**RECORDS TO PROCESS**.

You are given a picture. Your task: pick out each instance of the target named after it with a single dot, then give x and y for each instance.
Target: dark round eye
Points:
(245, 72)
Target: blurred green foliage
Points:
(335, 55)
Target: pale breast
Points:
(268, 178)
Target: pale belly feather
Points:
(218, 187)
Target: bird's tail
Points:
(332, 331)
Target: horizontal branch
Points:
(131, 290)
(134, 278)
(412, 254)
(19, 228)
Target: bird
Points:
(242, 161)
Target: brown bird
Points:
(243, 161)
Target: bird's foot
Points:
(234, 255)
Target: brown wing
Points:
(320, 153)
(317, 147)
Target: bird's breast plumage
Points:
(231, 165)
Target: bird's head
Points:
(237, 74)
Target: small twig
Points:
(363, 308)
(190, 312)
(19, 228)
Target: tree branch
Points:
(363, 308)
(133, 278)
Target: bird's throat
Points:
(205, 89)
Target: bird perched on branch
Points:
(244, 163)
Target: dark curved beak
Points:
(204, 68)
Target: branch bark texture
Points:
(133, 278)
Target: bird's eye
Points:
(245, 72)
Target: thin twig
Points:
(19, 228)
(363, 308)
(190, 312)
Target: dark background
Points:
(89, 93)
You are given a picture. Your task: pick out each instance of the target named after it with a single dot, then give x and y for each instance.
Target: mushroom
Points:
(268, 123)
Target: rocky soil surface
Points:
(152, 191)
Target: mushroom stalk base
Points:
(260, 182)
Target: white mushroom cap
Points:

**WHAT YOU HAVE TO DO**. Repeat the material above verbatim.

**EXERCISE RESPONSE**.
You are given a picture. Your task: pick out each instance of the target named after it with a single dot, then give x and y for each instance.
Target: dark round eye
Points:
(245, 72)
Target: blurred green foliage
Points:
(335, 55)
Target: pale breast
Points:
(268, 178)
Target: pale belly feather
Points:
(218, 187)
Target: bird's tail
Points:
(332, 331)
Target: horizontal branch
Points:
(131, 290)
(134, 278)
(412, 254)
(19, 228)
Target: bird
Points:
(242, 161)
Target: brown bird
Points:
(243, 161)
Target: bird's foot
Points:
(234, 255)
Target: brown wing
Points:
(320, 153)
(317, 147)
Target: bird's breast plumage
Points:
(231, 165)
Target: bird's head
Points:
(237, 74)
Target: small twig
Points:
(363, 308)
(190, 312)
(19, 228)
Target: tree branch
Points:
(363, 308)
(133, 278)
Target: bird's throat
Points:
(205, 89)
Target: bird perched on branch
Points:
(244, 163)
Target: dark curved beak
Points:
(204, 68)
Target: branch bark texture
Points:
(133, 278)
Target: bird's eye
Points:
(245, 72)
Target: thin twig
Points:
(19, 228)
(363, 308)
(190, 312)
Target: dark background
Points:
(89, 93)
You are given a picture. Your task: pick out each instance of the target named after it with a single dot, then give x and y for each instance.
Target: mushroom
Points:
(268, 123)
Target: rocky soil surface
Points:
(152, 191)
Target: mushroom stalk base
Points:
(260, 182)
Target: white mushroom cap
Points:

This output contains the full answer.